The answer must be every record below, repeated exactly.

Extracted records
BEGIN
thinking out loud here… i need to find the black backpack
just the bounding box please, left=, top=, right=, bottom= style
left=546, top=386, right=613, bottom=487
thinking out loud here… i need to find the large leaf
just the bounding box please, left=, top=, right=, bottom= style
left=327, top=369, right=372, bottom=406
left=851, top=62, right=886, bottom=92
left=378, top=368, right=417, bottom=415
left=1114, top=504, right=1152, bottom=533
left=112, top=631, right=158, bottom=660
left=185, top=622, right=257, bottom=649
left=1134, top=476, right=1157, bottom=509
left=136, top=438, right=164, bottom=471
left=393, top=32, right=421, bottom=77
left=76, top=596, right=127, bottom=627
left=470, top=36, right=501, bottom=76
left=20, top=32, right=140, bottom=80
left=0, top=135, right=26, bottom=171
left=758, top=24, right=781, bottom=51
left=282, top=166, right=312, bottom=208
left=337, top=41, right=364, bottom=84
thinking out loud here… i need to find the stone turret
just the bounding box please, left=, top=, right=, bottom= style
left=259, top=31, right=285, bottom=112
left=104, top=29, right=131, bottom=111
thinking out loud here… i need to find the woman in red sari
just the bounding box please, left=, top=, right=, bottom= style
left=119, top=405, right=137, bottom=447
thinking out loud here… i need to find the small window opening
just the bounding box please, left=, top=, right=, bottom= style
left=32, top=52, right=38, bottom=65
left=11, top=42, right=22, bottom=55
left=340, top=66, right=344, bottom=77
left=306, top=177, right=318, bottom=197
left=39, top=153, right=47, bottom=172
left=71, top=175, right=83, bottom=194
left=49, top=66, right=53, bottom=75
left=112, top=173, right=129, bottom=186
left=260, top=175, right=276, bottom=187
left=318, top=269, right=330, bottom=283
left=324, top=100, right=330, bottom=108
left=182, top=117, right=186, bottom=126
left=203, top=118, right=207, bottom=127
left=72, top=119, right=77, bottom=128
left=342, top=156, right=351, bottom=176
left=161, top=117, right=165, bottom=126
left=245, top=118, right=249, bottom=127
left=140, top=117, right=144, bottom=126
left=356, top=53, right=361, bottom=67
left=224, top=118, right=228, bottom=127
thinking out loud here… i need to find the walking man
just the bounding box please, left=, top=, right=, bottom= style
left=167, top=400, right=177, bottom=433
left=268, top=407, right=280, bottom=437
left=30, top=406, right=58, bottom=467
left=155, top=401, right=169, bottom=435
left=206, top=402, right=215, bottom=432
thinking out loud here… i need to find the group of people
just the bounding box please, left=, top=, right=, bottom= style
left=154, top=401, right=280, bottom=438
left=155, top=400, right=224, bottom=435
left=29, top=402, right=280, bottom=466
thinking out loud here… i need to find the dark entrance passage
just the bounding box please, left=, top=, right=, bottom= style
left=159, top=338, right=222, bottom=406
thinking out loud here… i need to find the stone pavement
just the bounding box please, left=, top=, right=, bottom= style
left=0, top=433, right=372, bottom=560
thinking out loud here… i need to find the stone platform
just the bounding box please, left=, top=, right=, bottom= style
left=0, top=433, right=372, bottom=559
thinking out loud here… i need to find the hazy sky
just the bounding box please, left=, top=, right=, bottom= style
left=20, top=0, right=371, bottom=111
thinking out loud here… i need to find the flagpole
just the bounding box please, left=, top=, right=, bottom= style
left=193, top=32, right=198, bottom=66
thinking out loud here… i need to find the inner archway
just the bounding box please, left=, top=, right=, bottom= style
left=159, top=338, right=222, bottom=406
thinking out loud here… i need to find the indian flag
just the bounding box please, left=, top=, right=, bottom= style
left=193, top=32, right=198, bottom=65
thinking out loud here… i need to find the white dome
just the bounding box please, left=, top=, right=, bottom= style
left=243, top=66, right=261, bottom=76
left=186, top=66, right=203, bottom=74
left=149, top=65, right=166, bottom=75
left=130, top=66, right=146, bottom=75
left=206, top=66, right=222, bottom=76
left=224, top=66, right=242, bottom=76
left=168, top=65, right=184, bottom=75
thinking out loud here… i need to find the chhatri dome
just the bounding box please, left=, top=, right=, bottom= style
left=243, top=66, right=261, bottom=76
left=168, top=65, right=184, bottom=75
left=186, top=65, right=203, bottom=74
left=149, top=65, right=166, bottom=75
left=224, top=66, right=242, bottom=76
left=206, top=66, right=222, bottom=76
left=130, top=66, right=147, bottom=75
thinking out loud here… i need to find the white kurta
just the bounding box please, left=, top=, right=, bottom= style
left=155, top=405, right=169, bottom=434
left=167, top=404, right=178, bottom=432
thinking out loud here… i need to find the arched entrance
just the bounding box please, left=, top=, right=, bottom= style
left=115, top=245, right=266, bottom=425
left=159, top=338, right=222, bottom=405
END
#### Result of this exercise:
thinking out loud here… i need to find the black backpack
just the bounding box please, left=, top=, right=, bottom= style
left=546, top=386, right=613, bottom=487
thinking out loud here… i need to find the large leaf
just the bounding box please, left=, top=, right=, bottom= style
left=327, top=369, right=372, bottom=406
left=851, top=62, right=886, bottom=92
left=378, top=368, right=417, bottom=415
left=1114, top=504, right=1152, bottom=533
left=112, top=631, right=158, bottom=660
left=185, top=622, right=257, bottom=649
left=1134, top=476, right=1157, bottom=509
left=136, top=438, right=164, bottom=471
left=393, top=32, right=421, bottom=77
left=76, top=596, right=127, bottom=627
left=470, top=36, right=501, bottom=76
left=20, top=32, right=140, bottom=80
left=0, top=135, right=26, bottom=171
left=758, top=24, right=781, bottom=51
left=282, top=166, right=312, bottom=208
left=337, top=41, right=364, bottom=84
thinking out loud here… i need to find the stone turret
just the bounding box please, left=, top=, right=, bottom= style
left=259, top=31, right=285, bottom=112
left=104, top=29, right=131, bottom=111
thinking out loud here… i need to find the woman in red sari
just the bounding box please, left=, top=, right=, bottom= style
left=119, top=405, right=137, bottom=447
thinking out loud here… i need to find the small window opening
just the bounding box please, left=, top=, right=, bottom= style
left=32, top=52, right=38, bottom=65
left=11, top=42, right=22, bottom=55
left=340, top=66, right=344, bottom=77
left=306, top=177, right=318, bottom=197
left=39, top=153, right=47, bottom=172
left=71, top=175, right=83, bottom=194
left=49, top=66, right=53, bottom=75
left=112, top=173, right=129, bottom=186
left=260, top=175, right=276, bottom=187
left=318, top=269, right=330, bottom=283
left=324, top=100, right=330, bottom=108
left=182, top=117, right=186, bottom=126
left=203, top=118, right=207, bottom=127
left=72, top=119, right=77, bottom=128
left=342, top=156, right=351, bottom=176
left=161, top=117, right=165, bottom=126
left=245, top=118, right=249, bottom=127
left=140, top=117, right=144, bottom=126
left=356, top=53, right=361, bottom=67
left=224, top=118, right=228, bottom=127
thinking out loud here… i need to find the walking man
just the bounding box please, left=, top=, right=, bottom= style
left=167, top=400, right=177, bottom=433
left=268, top=407, right=280, bottom=437
left=30, top=406, right=58, bottom=467
left=155, top=401, right=169, bottom=435
left=206, top=402, right=215, bottom=432
thinking out loud here… i need to find the group of people
just the bounding box please, left=, top=, right=, bottom= style
left=154, top=401, right=280, bottom=438
left=155, top=400, right=224, bottom=435
left=29, top=402, right=280, bottom=466
thinking out loud here… i need to find the dark entrance passage
just the bounding box please, left=, top=, right=, bottom= style
left=159, top=338, right=222, bottom=406
thinking out loud here… i need to find the stone pavement
just the bounding box please, left=, top=, right=, bottom= style
left=0, top=433, right=372, bottom=560
thinking out loud here… i need to find the stone platform
just the bounding box please, left=, top=, right=, bottom= style
left=0, top=433, right=372, bottom=559
thinking out loud here… i need to find the hazy sky
just the bounding box please, left=, top=, right=, bottom= style
left=20, top=0, right=371, bottom=111
thinking out loud here… i need to find the flagpole
just the bounding box please, left=, top=, right=, bottom= style
left=193, top=32, right=198, bottom=66
thinking out loud here… i need to find the inner archway
just the bounding box please, left=, top=, right=, bottom= style
left=159, top=338, right=222, bottom=406
thinking out loud here… i need to find the indian flag
just the bounding box please, left=, top=, right=, bottom= style
left=193, top=32, right=198, bottom=65
thinking out loud here… i need to find the white dome
just the bounding box please, left=, top=, right=, bottom= style
left=243, top=66, right=261, bottom=76
left=186, top=66, right=203, bottom=74
left=149, top=65, right=166, bottom=75
left=130, top=66, right=146, bottom=75
left=206, top=66, right=222, bottom=76
left=224, top=66, right=242, bottom=76
left=168, top=65, right=184, bottom=75
thinking out loud here… i need to find the chhatri dome
just the bounding box please, left=, top=, right=, bottom= style
left=243, top=66, right=261, bottom=76
left=168, top=65, right=184, bottom=75
left=186, top=65, right=203, bottom=74
left=149, top=65, right=166, bottom=75
left=224, top=66, right=242, bottom=76
left=206, top=66, right=222, bottom=76
left=130, top=66, right=147, bottom=75
thinking out loud here… i need to find the white kurta
just the bounding box please, left=, top=, right=, bottom= style
left=155, top=405, right=169, bottom=434
left=167, top=404, right=178, bottom=432
thinking out loud here… i need to find the arched entrance
just the bounding box please, left=, top=, right=, bottom= style
left=115, top=245, right=266, bottom=425
left=159, top=338, right=222, bottom=405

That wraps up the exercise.